Pick out every line in the material below that contains the word "object", and copy each one in full. Matching is case-sensitive.

[Data shown]
==============================

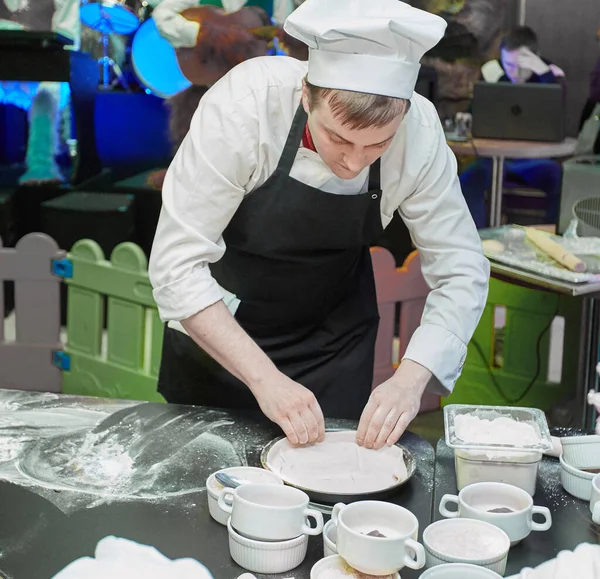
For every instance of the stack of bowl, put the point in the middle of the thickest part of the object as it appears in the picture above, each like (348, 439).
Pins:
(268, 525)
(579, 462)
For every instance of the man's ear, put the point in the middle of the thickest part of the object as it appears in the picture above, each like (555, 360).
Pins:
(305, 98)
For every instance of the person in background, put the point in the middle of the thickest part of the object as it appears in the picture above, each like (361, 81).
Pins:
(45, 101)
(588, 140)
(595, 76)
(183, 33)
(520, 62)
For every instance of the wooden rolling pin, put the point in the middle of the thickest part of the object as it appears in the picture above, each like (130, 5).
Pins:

==============================

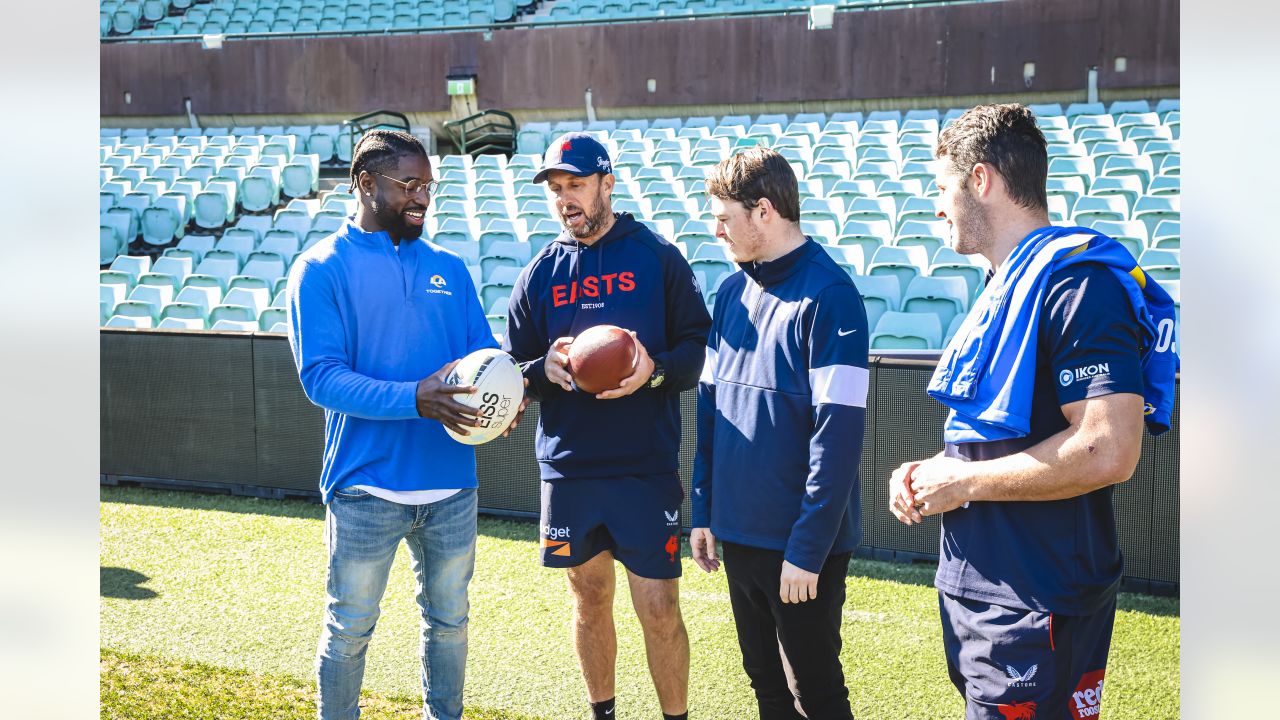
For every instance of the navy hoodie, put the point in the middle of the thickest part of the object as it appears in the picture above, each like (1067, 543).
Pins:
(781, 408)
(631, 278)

==============================

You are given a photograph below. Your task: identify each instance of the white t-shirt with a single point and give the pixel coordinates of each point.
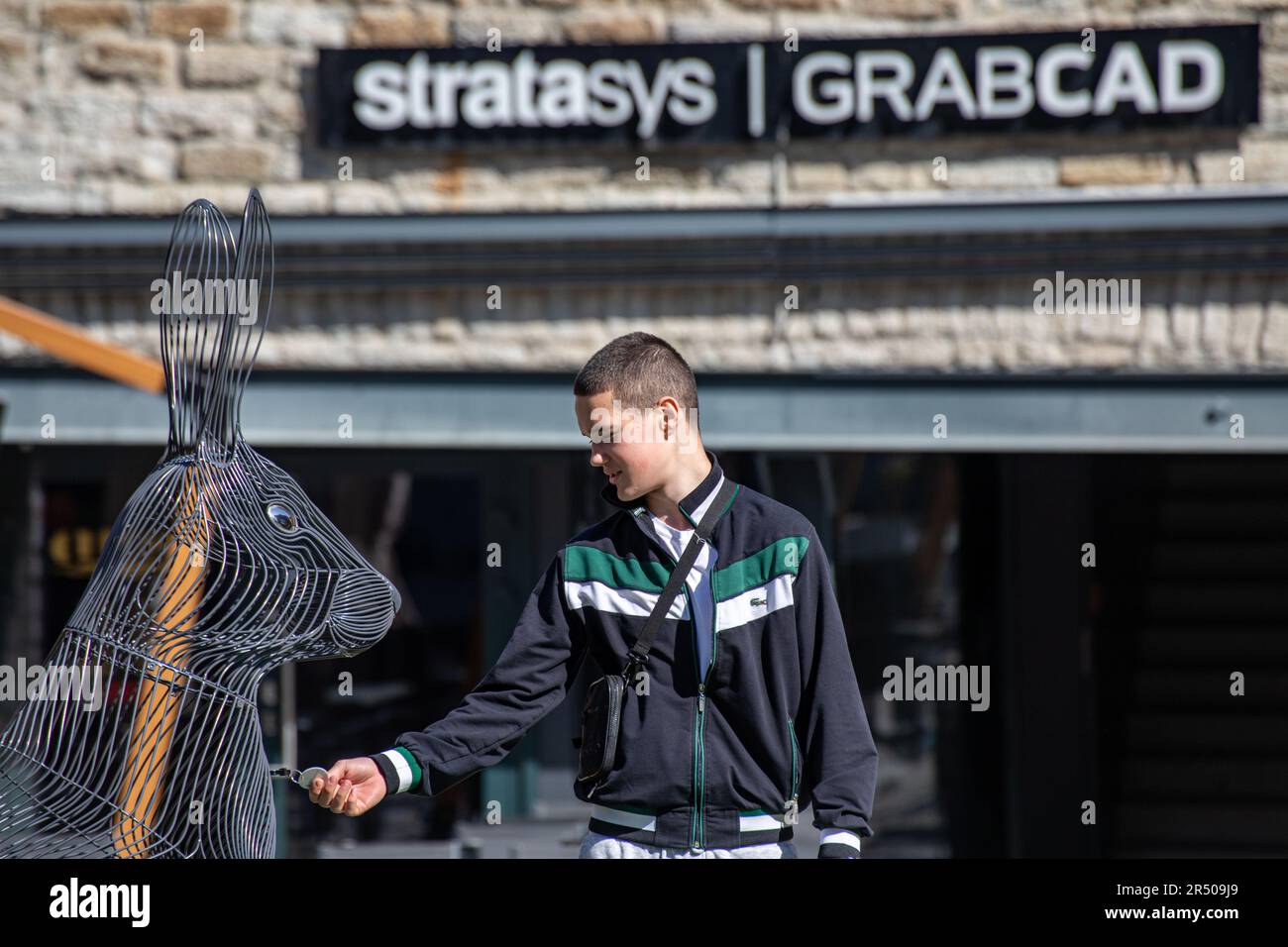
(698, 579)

==============================

[Task output]
For every instance of the stack of bowl, put the point in the middle of the thickest part of the object as it appears in the picture above, each like (348, 439).
For every instance of the man's ear, put the point in the middle of the thickest part of the object as it appears in the picture above, each like (555, 360).
For every instance of the person in background, put the point in the middle of the thickest part of the object as it appears in the picture above, each like (361, 81).
For every instance of the wooden rolling pin, put the point in the middle of the thickest part of the object as it appears in the picture above, each like (130, 5).
For every instance of the navy hoodie, put the point in the middle of the thickest part of the object as it appears in the picture above, each like (1067, 543).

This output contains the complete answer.